The input —
>>>>

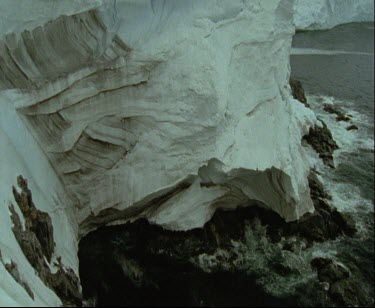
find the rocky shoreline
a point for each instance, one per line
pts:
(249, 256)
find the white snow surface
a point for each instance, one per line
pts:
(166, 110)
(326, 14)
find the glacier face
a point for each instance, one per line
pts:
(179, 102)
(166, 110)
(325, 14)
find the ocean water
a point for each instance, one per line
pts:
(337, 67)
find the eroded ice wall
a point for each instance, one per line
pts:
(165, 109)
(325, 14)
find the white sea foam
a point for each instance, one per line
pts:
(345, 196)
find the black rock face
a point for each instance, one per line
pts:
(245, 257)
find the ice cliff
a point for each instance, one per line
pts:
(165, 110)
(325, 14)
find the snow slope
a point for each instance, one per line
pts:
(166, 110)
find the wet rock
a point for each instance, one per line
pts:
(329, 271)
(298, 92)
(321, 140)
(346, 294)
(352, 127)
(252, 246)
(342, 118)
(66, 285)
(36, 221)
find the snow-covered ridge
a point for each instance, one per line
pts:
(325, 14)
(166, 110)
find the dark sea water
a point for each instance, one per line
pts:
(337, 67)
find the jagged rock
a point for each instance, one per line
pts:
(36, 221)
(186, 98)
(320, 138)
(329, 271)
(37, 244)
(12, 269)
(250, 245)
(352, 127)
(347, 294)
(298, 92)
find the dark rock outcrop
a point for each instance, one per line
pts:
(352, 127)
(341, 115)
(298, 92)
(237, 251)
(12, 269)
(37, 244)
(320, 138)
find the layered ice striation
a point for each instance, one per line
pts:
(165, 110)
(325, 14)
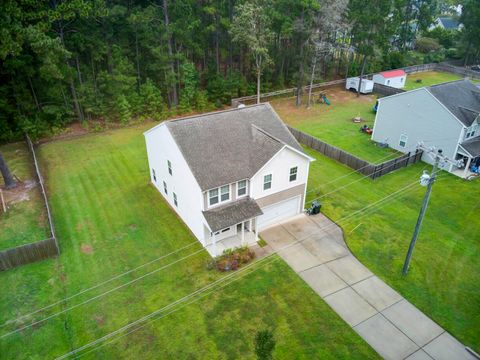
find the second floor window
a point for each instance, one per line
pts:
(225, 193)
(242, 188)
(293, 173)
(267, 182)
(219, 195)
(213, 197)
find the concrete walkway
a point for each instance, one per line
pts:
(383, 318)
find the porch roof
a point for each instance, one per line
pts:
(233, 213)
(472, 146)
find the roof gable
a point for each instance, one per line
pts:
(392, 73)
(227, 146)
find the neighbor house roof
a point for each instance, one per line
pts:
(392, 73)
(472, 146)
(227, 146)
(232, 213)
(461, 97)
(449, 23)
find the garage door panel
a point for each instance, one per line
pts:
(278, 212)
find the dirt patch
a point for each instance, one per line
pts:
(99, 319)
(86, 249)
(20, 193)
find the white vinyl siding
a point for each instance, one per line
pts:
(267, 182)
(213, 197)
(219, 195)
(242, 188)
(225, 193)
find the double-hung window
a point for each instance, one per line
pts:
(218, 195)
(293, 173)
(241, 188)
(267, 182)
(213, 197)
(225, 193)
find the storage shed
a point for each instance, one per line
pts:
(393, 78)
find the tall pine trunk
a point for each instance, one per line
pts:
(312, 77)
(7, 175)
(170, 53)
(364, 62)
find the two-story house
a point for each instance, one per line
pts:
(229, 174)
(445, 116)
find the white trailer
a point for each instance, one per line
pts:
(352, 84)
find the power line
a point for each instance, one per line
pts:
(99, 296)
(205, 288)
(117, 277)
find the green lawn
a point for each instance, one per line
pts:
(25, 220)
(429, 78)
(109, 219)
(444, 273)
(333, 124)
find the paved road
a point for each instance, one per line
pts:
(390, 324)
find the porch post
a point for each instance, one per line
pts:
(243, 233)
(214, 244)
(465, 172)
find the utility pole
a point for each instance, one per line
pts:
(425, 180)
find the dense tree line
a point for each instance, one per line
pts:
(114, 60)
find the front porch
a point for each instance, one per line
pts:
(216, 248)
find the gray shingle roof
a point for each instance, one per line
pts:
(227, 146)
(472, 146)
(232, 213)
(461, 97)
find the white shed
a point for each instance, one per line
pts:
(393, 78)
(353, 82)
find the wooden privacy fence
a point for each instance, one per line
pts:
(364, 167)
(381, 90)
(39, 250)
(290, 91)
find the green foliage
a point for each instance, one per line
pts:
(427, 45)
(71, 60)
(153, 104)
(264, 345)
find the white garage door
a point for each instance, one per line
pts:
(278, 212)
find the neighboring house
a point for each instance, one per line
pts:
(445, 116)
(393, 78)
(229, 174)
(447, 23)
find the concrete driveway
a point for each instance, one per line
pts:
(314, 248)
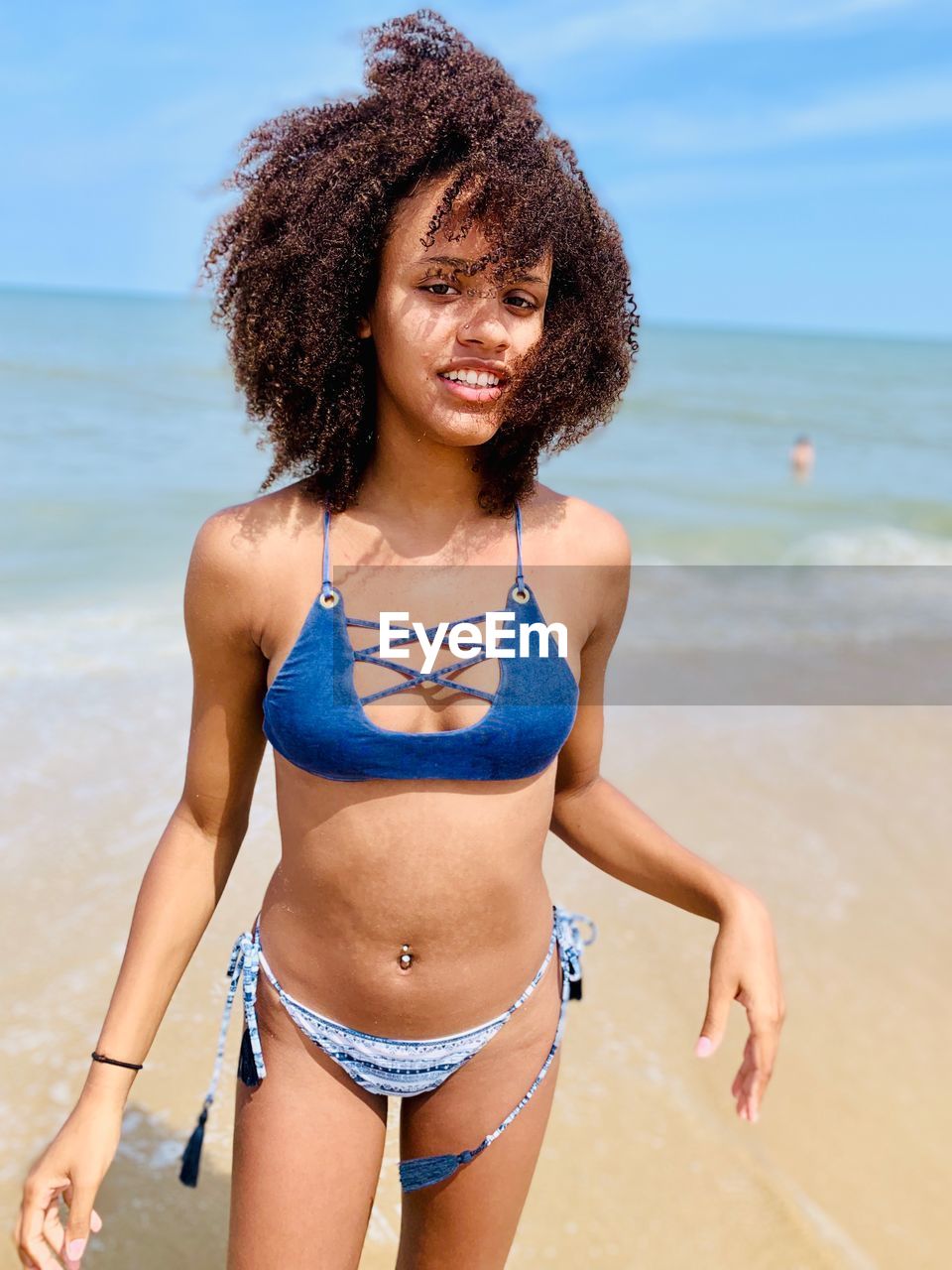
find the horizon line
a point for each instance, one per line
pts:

<<<<

From the records given above, copy all lines containing "window".

Reply to the exercise —
find the second floor window
find the double-hung window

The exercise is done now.